[Supplied records start]
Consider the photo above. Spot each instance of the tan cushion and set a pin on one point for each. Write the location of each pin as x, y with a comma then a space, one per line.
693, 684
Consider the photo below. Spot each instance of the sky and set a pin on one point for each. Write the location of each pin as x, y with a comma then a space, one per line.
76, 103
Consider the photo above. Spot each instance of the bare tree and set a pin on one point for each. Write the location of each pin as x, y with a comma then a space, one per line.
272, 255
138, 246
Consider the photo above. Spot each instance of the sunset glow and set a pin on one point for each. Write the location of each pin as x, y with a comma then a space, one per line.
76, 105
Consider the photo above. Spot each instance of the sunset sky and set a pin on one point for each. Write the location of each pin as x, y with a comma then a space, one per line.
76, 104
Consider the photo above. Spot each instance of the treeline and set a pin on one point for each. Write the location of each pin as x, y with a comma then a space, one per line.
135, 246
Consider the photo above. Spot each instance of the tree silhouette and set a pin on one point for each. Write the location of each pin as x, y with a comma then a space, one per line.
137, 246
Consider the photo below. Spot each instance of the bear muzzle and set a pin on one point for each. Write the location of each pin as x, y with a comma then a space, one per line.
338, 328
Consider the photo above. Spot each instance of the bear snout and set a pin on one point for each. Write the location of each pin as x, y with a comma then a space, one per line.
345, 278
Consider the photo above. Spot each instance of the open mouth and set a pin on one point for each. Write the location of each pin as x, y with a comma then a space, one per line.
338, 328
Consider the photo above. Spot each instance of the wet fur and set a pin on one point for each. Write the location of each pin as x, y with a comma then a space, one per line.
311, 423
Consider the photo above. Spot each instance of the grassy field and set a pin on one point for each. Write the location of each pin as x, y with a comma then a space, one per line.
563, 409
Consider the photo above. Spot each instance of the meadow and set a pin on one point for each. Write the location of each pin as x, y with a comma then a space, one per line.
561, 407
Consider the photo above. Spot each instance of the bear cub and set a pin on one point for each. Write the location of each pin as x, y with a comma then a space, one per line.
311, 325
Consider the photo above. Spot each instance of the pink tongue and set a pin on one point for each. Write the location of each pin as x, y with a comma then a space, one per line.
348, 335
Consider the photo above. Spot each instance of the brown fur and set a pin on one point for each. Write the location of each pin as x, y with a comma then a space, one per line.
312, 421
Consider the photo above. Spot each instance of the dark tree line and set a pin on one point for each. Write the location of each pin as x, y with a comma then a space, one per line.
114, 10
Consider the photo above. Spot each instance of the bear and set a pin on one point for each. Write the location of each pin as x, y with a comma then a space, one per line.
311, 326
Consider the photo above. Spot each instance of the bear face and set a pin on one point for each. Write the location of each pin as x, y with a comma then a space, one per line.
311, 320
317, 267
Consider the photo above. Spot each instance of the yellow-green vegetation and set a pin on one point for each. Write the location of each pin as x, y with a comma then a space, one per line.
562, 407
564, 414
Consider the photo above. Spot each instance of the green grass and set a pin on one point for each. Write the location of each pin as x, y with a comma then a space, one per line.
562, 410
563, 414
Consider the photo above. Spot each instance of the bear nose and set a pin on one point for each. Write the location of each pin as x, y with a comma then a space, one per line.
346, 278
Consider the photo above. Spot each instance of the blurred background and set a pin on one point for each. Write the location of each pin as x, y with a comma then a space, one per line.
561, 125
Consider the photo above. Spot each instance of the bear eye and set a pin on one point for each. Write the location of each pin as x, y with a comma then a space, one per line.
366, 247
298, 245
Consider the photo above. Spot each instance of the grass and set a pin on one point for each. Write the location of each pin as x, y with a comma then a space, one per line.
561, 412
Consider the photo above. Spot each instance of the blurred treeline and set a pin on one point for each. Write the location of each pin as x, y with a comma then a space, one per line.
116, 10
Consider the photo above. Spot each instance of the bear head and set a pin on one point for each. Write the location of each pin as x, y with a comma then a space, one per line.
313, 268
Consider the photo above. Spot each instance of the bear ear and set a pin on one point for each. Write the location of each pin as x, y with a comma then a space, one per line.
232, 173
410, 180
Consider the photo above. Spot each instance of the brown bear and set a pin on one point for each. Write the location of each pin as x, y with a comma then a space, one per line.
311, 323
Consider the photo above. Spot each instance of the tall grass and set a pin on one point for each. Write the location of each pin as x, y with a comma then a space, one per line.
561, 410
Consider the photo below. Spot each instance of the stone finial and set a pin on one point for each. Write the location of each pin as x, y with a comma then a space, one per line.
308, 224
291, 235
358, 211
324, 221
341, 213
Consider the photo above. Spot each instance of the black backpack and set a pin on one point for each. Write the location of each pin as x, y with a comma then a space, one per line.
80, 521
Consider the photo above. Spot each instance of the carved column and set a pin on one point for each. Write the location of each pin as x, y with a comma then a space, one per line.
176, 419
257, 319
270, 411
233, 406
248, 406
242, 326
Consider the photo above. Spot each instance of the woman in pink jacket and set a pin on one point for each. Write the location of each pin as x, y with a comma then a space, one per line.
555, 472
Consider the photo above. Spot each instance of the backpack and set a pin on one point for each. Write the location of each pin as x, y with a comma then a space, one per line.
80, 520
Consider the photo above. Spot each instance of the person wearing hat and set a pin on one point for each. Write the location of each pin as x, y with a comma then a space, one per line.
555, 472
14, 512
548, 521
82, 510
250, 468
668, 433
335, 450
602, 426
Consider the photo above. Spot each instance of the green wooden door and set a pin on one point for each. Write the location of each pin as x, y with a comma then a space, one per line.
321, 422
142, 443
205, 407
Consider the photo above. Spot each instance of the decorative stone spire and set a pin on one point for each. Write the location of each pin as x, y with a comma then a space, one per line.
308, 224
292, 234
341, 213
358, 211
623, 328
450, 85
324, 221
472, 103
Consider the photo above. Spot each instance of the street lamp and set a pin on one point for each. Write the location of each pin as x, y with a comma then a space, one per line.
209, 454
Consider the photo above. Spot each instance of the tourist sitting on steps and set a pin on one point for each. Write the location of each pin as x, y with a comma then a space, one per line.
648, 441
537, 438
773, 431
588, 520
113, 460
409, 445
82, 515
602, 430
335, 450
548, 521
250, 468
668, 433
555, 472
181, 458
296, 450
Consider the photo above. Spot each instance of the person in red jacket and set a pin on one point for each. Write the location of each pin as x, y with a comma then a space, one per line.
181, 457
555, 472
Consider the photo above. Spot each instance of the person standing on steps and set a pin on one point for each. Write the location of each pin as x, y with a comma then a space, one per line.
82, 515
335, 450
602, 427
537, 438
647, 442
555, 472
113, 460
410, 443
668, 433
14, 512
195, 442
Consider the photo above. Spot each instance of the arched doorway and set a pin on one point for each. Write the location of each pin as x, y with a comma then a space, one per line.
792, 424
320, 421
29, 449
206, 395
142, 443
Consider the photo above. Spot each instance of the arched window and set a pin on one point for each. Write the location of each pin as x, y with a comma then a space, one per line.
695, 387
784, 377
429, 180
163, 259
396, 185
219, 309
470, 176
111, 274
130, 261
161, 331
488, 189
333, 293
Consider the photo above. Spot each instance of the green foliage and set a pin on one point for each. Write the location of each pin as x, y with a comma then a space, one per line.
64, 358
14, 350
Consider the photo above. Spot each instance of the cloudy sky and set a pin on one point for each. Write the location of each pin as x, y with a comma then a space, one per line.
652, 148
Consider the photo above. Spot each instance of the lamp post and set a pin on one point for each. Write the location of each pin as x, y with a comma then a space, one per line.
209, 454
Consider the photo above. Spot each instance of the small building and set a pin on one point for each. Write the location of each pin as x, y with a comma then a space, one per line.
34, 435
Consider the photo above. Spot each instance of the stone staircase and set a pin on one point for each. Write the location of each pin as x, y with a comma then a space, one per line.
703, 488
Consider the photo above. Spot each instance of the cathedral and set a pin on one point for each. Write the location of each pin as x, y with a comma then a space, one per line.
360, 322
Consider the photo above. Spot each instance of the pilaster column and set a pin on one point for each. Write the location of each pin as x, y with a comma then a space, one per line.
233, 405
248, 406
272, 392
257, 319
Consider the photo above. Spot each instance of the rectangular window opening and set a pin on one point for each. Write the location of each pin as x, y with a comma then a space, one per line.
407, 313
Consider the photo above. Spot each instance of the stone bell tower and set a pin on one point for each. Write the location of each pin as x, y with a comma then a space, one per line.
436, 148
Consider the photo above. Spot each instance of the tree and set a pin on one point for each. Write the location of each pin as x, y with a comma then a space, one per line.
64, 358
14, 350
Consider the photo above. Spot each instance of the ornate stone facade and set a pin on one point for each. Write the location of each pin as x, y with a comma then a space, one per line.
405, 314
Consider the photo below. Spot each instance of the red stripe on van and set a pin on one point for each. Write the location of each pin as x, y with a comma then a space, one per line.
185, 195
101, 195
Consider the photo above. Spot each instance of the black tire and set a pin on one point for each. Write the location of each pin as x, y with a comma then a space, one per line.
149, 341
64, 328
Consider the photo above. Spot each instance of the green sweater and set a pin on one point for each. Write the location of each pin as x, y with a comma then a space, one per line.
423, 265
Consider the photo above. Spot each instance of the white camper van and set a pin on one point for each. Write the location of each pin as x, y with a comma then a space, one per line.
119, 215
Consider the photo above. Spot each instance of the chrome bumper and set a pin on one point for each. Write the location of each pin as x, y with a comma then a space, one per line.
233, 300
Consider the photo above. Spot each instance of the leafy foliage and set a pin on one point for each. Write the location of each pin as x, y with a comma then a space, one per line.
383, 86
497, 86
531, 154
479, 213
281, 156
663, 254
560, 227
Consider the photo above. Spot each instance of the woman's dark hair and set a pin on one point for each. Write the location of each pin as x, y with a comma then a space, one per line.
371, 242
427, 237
[Supplied records end]
Scale the rows from the line with "Consider the photo below. Spot each instance of the red" through the end of the rows, both ends included. Write out every one of those lines again, with each coordinate in the answers multiplied by 0.95 and rounded to a whole number (halves round up), and leave all other text unchanged.

→ Written answer
Consider the photo below. Spot each instance of the red stripe on van and set a pin on one point for each. Write the location of each pin as x, y with a comma then a space, one per line.
176, 185
96, 185
Consider the photo above. Spot each instance of the black tire and set a pin on one point for each. Write the location of each pin as x, y with a comma then a space, one per line.
142, 324
61, 312
Consider the photo above. Spot each instance of the green sweater and set a pin on one point for each. Write the location of each pin as x, y with a comma then a space, one per line.
402, 252
Consider the photo above. Spot each instance of the white camper van and set a pin on one point for each. Write the location of each pin as x, y with a comma then a space, one per line.
113, 204
Consider the photo above. Spot each instance of the chrome bumper and set a pin on one point for each. Write the location of each pin as x, y with a comma then a space, one per line.
221, 285
Consider the photo above. Spot each instance of the leafy foliage and set a pin on one point for each. Write the location of each pin as x, y with a comma then a space, one per line.
364, 82
472, 82
504, 146
455, 202
267, 148
630, 241
532, 216
Consider the photo above. Spot each instance of the woman's dark hair and set a pin on one point for each. Write the location of each pin as x, y with a comma then a space, one per line.
352, 230
406, 225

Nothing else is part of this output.